Ng Keh Long   c/o Creative Technology Ltd.
31 International Business Park
Creative Resource
Singapore 609921
  Ng Keh Long joined the Company in April 1993 as Financial Controller and held various financial positions until May 1996, when he was appointed as Vice President, Corporate Treasurer and Acting Chief Financial Officer. In 1998 he was appointed as Chief Financial Officer. Prior to joining Creative, he was a Senior Manager with Price Waterhouse (now PricewaterhouseCoopers), where he gained more than ten years’ experience in finance, accounting and auditing. Mr. Ng is a member of the Institute of Certified Public Accountants in Singapore.

ITEM 4. TERMS OF THE TRANSACTION

  (a)   Material Terms. See information provided under Item 1 above.
 
  (c)   Different Terms. The Repurchase Program and the Flow Back Restriction do not treat any holder of Creative Ordinary Shares differently than any other holder of Creative Ordinary Shares, except that the Company’s executive officers and directors of the Company will not sell Ordinary Shares on any day on which Creative is purchasing shares pursuant to the Repurchase Program.
 
  (d)   Appraisal Rights. There are no appraisal rights or other remedies available to any Creative shareholder who objects to the Repurchase Program or the Flow Back Restriction.
 
  (e)   Provisions for Unaffiliated Security Holders. There are no provisions made by Creative in connection with the Rule 13e-3 transaction to grant unaffiliated security holders access to the corporate files of Creative or to obtain counsel or appraisal services at the expense of Creative.

• _Data block_:
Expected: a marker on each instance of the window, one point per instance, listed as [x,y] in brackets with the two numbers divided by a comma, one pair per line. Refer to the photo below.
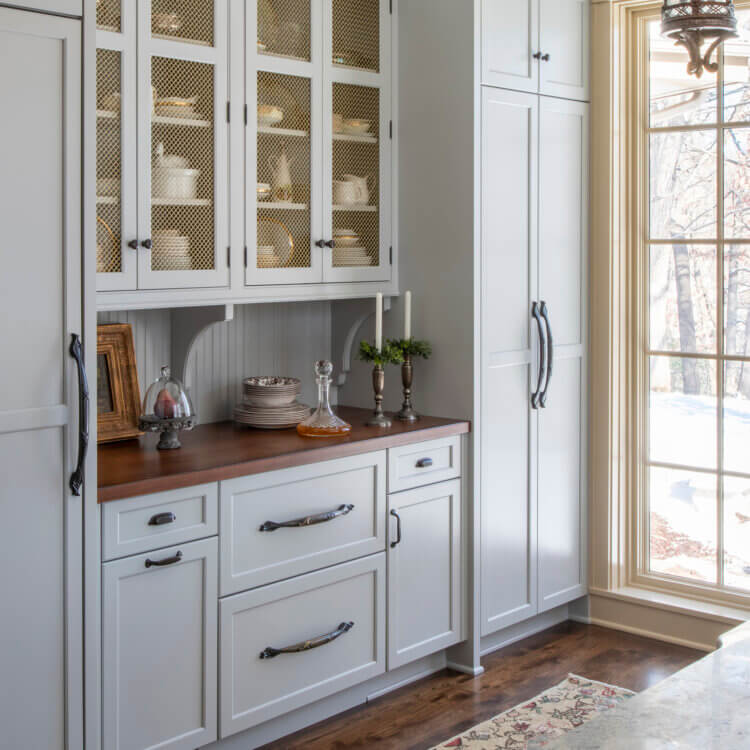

• _What to do_:
1. Answer these questions about the Creative Technology filing above, one line per answer:
(a) In what year was Ng Keh Long appointed Chief Financial Officer?
(b) Of which professional body is Mr. Ng a member?
(c) On what days will the Company's executive officers and directors not sell Ordinary Shares?
2. Reproduce the passage of the Creative Technology filing that begins at the words "Ng Keh Long   c/o" and stops after the words "Accountants in Singapore.".

• _Outputs_:
1.
(a) 1998
(b) The Institute of Certified Public Accountants in Singapore
(c) On any day on which Creative is purchasing shares pursuant to the Repurchase Program

2.
Ng Keh Long   c/o Creative Technology Ltd.
31 International Business Park
Creative Resource
Singapore 609921
  Ng Keh Long joined the Company in April 1993 as Financial Controller and held various financial positions until May 1996, when he was appointed as Vice President, Corporate Treasurer and Acting Chief Financial Officer. In 1998 he was appointed as Chief Financial Officer. Prior to joining Creative, he was a Senior Manager with Price Waterhouse (now PricewaterhouseCoopers), where he gained more than ten years’ experience in finance, accounting and auditing. Mr. Ng is a member of the Institute of Certified Public Accountants in Singapore.